─── EXERCISE INPUTS ───
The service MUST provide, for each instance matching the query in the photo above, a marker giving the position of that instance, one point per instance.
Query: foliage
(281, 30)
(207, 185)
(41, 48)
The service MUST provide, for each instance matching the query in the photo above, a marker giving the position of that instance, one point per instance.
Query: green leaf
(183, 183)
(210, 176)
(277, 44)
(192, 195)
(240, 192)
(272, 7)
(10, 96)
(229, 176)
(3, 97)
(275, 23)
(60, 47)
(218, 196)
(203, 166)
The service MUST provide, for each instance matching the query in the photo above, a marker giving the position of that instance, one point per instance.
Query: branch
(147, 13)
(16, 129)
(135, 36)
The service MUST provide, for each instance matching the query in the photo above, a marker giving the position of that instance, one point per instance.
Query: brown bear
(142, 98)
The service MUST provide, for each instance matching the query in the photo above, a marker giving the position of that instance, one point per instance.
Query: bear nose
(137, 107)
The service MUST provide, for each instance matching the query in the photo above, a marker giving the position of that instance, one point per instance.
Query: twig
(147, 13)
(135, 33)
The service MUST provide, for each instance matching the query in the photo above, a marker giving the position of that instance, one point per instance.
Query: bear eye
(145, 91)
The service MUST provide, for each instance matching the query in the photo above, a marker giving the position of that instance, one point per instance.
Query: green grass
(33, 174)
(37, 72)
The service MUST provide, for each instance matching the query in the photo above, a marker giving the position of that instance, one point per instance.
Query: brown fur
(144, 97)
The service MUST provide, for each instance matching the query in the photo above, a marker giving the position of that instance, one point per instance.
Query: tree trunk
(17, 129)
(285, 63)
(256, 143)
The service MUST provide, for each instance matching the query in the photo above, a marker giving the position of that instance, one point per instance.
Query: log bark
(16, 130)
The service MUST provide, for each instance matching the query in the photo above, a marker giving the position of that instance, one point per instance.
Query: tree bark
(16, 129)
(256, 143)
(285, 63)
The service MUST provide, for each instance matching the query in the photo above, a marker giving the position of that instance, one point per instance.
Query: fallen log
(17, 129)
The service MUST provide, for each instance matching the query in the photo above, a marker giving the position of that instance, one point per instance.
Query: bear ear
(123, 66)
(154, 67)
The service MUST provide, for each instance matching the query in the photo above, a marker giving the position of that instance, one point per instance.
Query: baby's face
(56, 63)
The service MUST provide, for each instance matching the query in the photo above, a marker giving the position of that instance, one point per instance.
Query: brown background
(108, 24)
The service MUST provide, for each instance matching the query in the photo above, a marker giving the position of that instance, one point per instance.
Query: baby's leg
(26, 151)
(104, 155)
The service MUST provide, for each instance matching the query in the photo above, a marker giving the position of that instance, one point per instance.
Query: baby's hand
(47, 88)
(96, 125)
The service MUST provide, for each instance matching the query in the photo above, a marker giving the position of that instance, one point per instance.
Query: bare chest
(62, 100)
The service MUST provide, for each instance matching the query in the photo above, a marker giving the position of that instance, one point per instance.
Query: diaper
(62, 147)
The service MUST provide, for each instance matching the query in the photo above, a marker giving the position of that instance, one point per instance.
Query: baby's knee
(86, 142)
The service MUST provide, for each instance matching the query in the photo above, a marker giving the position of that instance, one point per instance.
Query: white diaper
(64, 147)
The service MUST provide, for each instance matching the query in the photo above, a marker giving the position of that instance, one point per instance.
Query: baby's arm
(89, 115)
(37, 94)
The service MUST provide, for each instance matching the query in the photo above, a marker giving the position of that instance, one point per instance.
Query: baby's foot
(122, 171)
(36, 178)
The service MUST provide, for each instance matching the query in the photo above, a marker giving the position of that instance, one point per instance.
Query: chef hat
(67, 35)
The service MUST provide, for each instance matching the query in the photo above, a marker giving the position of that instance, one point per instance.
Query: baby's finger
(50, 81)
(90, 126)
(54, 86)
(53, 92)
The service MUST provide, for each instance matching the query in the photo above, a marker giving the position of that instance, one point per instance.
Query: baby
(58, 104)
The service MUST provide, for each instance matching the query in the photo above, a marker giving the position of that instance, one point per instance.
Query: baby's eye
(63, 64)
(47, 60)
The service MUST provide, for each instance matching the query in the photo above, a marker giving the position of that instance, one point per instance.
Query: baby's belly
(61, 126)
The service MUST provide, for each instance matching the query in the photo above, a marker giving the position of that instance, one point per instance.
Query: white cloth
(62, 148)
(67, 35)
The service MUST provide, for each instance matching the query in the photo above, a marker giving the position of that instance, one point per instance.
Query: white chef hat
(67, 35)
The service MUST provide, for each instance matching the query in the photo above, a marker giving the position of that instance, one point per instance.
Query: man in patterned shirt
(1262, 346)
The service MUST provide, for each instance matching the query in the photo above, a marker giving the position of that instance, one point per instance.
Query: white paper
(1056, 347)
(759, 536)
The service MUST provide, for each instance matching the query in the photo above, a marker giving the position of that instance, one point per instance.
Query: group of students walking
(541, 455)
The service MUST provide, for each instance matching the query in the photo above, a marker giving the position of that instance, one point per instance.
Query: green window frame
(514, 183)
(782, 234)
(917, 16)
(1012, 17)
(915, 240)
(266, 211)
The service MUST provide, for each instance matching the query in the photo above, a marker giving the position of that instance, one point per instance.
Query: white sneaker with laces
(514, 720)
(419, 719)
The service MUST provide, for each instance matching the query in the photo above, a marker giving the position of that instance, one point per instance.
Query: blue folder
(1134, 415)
───
▸ **WHAT THE TASK ASKS**
Repeat all the entries exactly as given.

▸ **RESULT BELOW**
The service MUST provide, for each instance matching the query in the photo above, a marker giving the position of that instance, one point per instance.
Query: foliage
(281, 30)
(207, 185)
(41, 48)
The service MUST provide, for each instance matching the query in the photo above, a marker giving the position of that instance, one point per instance.
Query: green leaf
(183, 183)
(210, 176)
(277, 44)
(192, 195)
(240, 192)
(272, 7)
(10, 96)
(229, 176)
(3, 97)
(275, 23)
(60, 47)
(218, 196)
(203, 166)
The service MUST provide, for each instance matching the query in the photo above, a marker giving the position of that instance, one point per instance.
Query: branch
(147, 13)
(16, 129)
(135, 36)
The service MUST provide, for each instance matching the query in the photo above, a marker giving the position of that instance, one point per instance.
Query: brown bear
(142, 98)
The service MUST provide, for each instance matching the query in the photo above, a marker giving the position of that instance, one point per instance.
Query: bear nose
(137, 107)
The service MUST provide, for each instance matching the query in the photo above, a marker giving the position of that instance, one point per instance.
Query: twig
(147, 13)
(135, 33)
The service MUST provide, for each instance matching the query in the photo above, a marker giving the position of that instance, one point per instance.
Query: bear eye
(145, 91)
The service MUST provide, for each instance matching the query in the photo above, a marker giving the position of that instance, one point per instance.
Query: green grass
(33, 174)
(37, 72)
The service MUST provide, for each instance matching the query in the photo above, a marker giving the position of that instance, one point per instance.
Query: brown fur
(144, 97)
The service MUST provide, for each instance matching the query in the photo above, a marker giving the position of that instance, one point per instance.
Query: tree trunk
(17, 129)
(285, 63)
(256, 143)
The service MUST provide, for each instance matching the query in the photo above, a marker giving the position of that instance, one point per instance.
Query: log bark
(16, 130)
The service MUST provide, for each instance matching the query in the photo above, a marker giving the position of that instance, one point per instance.
Query: tree bark
(16, 129)
(256, 143)
(285, 63)
The service MUST provide, for each instance matching the query in the photo above, a marker giving the position of that instance, one point per instance.
Query: fallen log
(17, 129)
The service MUST provide, for each instance matching the query in the photo above, a marker giving the position of that instance, one point per instance.
Query: bear ear
(123, 66)
(154, 67)
The service MUST provide, for each instance matching the query in the photo above, a marker giving the position of that instance, one point per instance.
Query: baby's face
(56, 63)
The service MUST provide, for each instance matching the query in the photo above, a marker giving the position of that instance, one point per instance.
Query: brown background
(108, 24)
The service MUST provide, for each instance matching the query in the photo above, a marker giving the position of that instance, one point per instance.
Query: baby's leg
(26, 151)
(104, 155)
The service MUST provide, for each instance matching the query in the photo above, a marker giving the position of that instance, one point per instance.
Query: baby's hand
(47, 88)
(96, 125)
The service MUST provide, for each instance matching the query in the photo above, a marker giving the position of that instance, one point per instance.
Query: bare chest
(62, 100)
The service MUST provide, for each instance matching the query in the photo above, a marker giving the position of that instance, one point per instance.
Query: diaper
(62, 147)
The service MUST provide, for each instance matching the query in the photo above, a marker giving the position of that instance, one point per instance.
Query: baby's knee
(86, 142)
The service MUST provide, for each instance matching the query in the photo above, a marker giving the position of that instance, one point per instance.
Query: white diaper
(64, 147)
The service MUST provide, for each instance matching the query in the photo above, a marker giving the position of that instance, one point per instance.
Query: baby's arm
(89, 115)
(37, 94)
The service MUST provide, for each instance matching the query in the photo above, a marker giving the position of that instance, one point per instance.
Query: baby's foot
(122, 171)
(36, 178)
The service MUST provide, for each instance matching the query in the photo above, a marker giving the position of that instance, one point per instance.
Query: chef hat
(67, 35)
The service MUST provide, for each instance matching the query in the photo above, a marker giving the position of that instance, one point per instance.
Query: baby's finger
(50, 81)
(90, 126)
(54, 86)
(53, 92)
The service MUST provide, for each instance matching the query in the photo above, a marker giving the position of that instance, one point per instance.
Query: baby
(58, 104)
The service MUST provide, for each instance matching the query in the photo above, a marker giving the position of that instance, one point per instance.
Query: baby's eye
(63, 64)
(47, 60)
The service MUST provide, for each instance matching the query in the photo above, a marker giving the position of that instance, one point per instance.
Query: baby's belly
(61, 126)
The service MUST provide, for each instance matching the query in the photo above, a marker giving the position of that instance, one point per instance.
Query: white cloth
(62, 148)
(67, 35)
The service MUST provide, for each instance matching the query in the photo above, a marker giving the position of that instance, one point per instance.
Query: white chef hat
(67, 35)
The service MUST provide, for each instance matching the query in the photo above, a marker giving the position of that instance, one point per instance.
Query: man in patterned shirt
(1262, 346)
The service MUST provide, for each instance matching the query in the photo above, a marker giving the position of that instance, one point per instance.
Query: white paper
(1056, 347)
(759, 536)
The service MUST provide, for each instance matching the query in the photo above, a marker giving the position of that instance, one point per instance.
Query: group of students walking
(541, 455)
The service MUST provide, for each instance matching the query in the photo above, a marker giving the position of that instance, one point per instance.
Query: green window frame
(514, 183)
(782, 234)
(917, 16)
(1012, 17)
(915, 240)
(266, 211)
The service MUST provide, for each instance matching the query in the photo above, a marker giving the position of that instance, one point per instance.
Query: white sneaker with laces
(514, 720)
(419, 719)
The service MUST provide, for each instance matching the query in the photo above, a marker giving the position of that instance, one point per instance.
Query: blue folder
(1134, 415)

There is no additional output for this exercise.